__TASK DIRECTIONS__: What is needed is an exact copy of every record below.

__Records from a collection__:
☆ ☆ ☆ ☆ ☆ ☆ ☆

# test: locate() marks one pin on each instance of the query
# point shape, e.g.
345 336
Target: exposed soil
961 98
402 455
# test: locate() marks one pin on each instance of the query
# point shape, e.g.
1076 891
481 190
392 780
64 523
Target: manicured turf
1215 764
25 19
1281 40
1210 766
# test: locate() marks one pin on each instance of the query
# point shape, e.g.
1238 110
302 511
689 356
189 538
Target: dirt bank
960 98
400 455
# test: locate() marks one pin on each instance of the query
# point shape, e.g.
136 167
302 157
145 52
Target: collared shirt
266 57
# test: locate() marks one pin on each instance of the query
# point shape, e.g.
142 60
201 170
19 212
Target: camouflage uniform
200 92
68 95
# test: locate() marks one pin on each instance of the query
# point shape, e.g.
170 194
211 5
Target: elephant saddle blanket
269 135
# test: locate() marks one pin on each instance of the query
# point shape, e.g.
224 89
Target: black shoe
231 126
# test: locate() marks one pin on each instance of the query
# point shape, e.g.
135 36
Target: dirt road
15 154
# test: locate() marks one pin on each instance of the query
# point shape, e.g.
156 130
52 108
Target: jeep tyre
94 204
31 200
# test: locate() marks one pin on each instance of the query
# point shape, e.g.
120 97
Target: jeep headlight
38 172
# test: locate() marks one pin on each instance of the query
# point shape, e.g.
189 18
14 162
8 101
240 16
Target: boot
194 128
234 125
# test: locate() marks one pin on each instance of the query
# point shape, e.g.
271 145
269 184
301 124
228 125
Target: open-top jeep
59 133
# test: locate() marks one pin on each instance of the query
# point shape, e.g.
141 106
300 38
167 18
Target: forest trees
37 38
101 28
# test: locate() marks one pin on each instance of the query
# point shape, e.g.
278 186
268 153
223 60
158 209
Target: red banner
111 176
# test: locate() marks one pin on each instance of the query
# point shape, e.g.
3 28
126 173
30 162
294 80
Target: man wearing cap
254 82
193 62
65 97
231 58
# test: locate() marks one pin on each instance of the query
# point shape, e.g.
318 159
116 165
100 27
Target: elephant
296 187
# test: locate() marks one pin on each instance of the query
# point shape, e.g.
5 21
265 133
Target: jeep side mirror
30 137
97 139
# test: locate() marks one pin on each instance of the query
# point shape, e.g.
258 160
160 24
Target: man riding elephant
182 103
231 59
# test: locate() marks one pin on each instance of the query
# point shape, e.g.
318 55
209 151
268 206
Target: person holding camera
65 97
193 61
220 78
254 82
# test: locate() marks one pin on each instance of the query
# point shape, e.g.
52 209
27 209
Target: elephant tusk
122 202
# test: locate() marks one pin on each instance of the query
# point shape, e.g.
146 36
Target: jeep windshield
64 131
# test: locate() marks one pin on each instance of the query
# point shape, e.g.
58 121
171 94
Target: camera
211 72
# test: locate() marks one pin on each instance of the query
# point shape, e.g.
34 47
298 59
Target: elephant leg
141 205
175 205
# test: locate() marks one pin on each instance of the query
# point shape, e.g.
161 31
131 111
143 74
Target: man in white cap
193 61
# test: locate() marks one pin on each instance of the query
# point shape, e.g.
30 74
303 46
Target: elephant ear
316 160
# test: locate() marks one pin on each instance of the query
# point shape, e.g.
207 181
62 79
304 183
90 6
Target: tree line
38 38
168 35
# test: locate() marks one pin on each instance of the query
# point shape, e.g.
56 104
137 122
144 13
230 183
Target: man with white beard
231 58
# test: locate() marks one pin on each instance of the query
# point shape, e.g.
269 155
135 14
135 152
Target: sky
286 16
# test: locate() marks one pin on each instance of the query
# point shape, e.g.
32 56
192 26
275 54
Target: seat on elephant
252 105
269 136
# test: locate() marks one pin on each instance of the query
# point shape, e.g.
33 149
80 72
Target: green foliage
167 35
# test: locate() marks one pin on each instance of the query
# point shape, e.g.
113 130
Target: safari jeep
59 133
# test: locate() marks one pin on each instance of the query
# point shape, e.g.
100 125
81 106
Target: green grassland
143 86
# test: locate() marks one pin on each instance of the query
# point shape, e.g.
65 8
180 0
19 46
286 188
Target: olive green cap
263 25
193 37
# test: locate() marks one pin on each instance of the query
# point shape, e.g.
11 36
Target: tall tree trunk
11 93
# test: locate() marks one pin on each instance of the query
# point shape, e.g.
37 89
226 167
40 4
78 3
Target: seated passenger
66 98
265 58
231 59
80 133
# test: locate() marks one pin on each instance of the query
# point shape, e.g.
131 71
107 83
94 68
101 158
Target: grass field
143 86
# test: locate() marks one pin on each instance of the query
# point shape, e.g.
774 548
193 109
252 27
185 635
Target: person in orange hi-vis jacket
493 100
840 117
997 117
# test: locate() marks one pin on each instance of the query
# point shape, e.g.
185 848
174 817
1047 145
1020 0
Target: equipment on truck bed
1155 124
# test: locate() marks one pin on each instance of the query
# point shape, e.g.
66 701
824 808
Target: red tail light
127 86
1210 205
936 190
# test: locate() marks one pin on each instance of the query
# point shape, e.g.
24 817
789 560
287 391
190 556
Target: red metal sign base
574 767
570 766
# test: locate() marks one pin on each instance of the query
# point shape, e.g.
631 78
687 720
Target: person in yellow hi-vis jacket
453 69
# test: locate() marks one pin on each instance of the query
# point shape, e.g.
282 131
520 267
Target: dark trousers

☆ ☆ ☆ ☆ ☆ ☆ ☆

__OUTPUT OF THE TASK__:
# test: locate() marks one pin on each instance of the query
# point shape, e.g.
345 336
Target: exposed soil
961 98
402 455
# test: locate() marks one pin on each instance of the query
# point shape, e.g.
1076 891
481 190
392 780
64 523
Target: manicured turf
1215 764
25 19
1281 40
1210 766
# test: locate() marks one pin on each instance of the query
# point shape, e.g.
1238 110
302 511
689 356
189 538
Target: dirt bank
960 98
400 455
# test: locate() marks one pin on each instance of the query
# point shape, e.g.
136 167
302 157
145 52
Target: collared shirt
266 57
# test: locate() marks one pin on each instance of the query
# point shape, e.g.
142 60
201 170
19 212
Target: camouflage uniform
200 92
68 95
# test: locate() marks one pin on each instance of the query
# point shape, e.g.
170 194
211 5
Target: elephant saddle blanket
269 135
# test: locate() marks one pin on each instance of the query
# point shape, e.g.
224 89
Target: black shoe
231 126
# test: locate() marks one pin on each instance of the query
# point shape, e.g.
135 36
Target: dirt road
15 154
# test: locate() marks one pin on each instance of the query
# point shape, e.g.
156 130
52 108
Target: jeep tyre
94 204
31 200
# test: locate() marks one pin on each instance of the query
# point shape, e.g.
120 97
Target: jeep headlight
38 172
# test: locate() marks one pin on each instance of the query
# point shape, e.g.
189 18
14 162
8 101
240 16
Target: boot
194 128
234 125
# test: locate() marks one pin on each instance of the query
# point shape, e.g.
271 145
269 184
301 124
228 125
Target: open-top jeep
59 133
# test: locate() marks one pin on each instance of the query
# point shape, e.g.
141 106
300 38
167 18
Target: forest trees
37 38
101 28
# test: locate() marks one pin on each instance of the query
# point shape, e.g.
278 186
268 153
223 60
158 209
Target: red banner
111 176
# test: locate() marks one pin on each instance of the query
# point shape, e.g.
3 28
126 173
30 162
294 80
Target: man wearing cap
254 82
193 62
65 97
231 58
# test: locate() marks one pin on each instance of the query
# point shape, e.g.
318 159
116 165
100 27
Target: elephant
296 187
# test: locate() marks one pin on each instance of the query
# point shape, e.g.
5 21
265 133
Target: jeep side mirror
30 137
97 139
# test: locate() marks one pin on each instance of the query
# point shape, e.g.
258 160
160 24
Target: man riding elephant
182 103
231 59
# test: locate() marks one pin on each instance of the query
# point shape, e.g.
318 55
209 151
268 206
Target: person holding camera
65 97
193 61
220 78
254 82
# test: locate() marks one pin on each instance of the query
# point shape, e.g.
52 209
27 209
Target: elephant tusk
122 202
# test: locate() marks one pin on each instance of the query
# point shape, e.g.
146 36
Target: jeep windshield
64 131
# test: locate() marks one pin on each instance of the query
# point shape, e.g.
58 121
171 94
Target: camera
211 72
# test: locate() marks one pin on each instance of the query
# point shape, e.g.
34 47
298 59
Target: elephant leg
141 205
175 205
# test: locate() marks one pin on each instance of the query
# point shape, e.g.
161 31
131 111
143 74
Target: man in white cap
193 61
# test: locate() marks one pin on each instance of the query
# point shape, e.g.
30 74
303 46
Target: elephant ear
316 160
# test: locate() marks one pin on each instance of the query
# point shape, e.g.
207 181
62 79
304 183
90 6
Target: tree line
38 38
168 35
# test: locate() marks one pin on each instance of the query
# point shape, e.g.
56 104
137 122
144 13
230 183
Target: man with white beard
231 58
# test: locate() marks one pin on each instance of the query
# point shape, e.g.
269 155
135 14
135 152
Target: sky
286 16
# test: locate() marks one pin on each instance of the query
# point shape, e.g.
32 56
192 26
275 54
Target: seat on elephant
252 105
269 136
# test: locate() marks one pin on each instance of the query
# point shape, e.g.
33 149
80 72
Target: green foliage
167 35
# test: locate() marks one pin on each instance of the query
# point shape, e.g.
113 130
Target: safari jeep
59 133
# test: locate() marks one pin on each instance of the query
# point shape, e.g.
100 125
81 106
Target: green grassland
143 86
# test: locate() marks one pin on each instance of the query
# point shape, e.g.
65 8
180 0
19 46
286 188
Target: olive green cap
263 25
193 37
# test: locate() marks one pin on each instance of the query
# point shape, e.g.
11 36
Target: tall tree trunk
11 93
# test: locate() marks one pin on each instance of the query
# point shape, e.g.
37 89
226 167
40 4
78 3
Target: seated passenger
66 98
265 58
231 59
80 133
# test: locate() marks one pin on each instance of the query
# point shape, e.g.
131 71
107 83
94 68
101 158
Target: grass field
143 86
# test: locate() marks one pin on each instance of the query
# point shape, e.g.
774 548
193 109
252 27
185 635
Target: person in orange hi-vis jacket
493 100
840 117
997 117
# test: locate() marks one pin on each instance of the query
# point shape, e.g.
185 848
174 817
1047 145
1020 0
Target: equipment on truck bed
1155 124
# test: locate() marks one pin on each instance of the query
# point shape, e.g.
66 701
824 808
Target: red tail light
127 86
1210 205
936 190
# test: locate() marks one pin on each instance of the query
# point shape, e.g.
24 817
789 560
287 391
190 556
Target: red metal sign base
574 767
570 766
# test: locate() marks one pin on each instance of the query
# point shape, e.g.
631 78
687 720
Target: person in yellow hi-vis jacket
453 69
# test: locate() marks one pin on each instance of the query
# point shape, e.g.
282 131
520 267
Target: dark trousers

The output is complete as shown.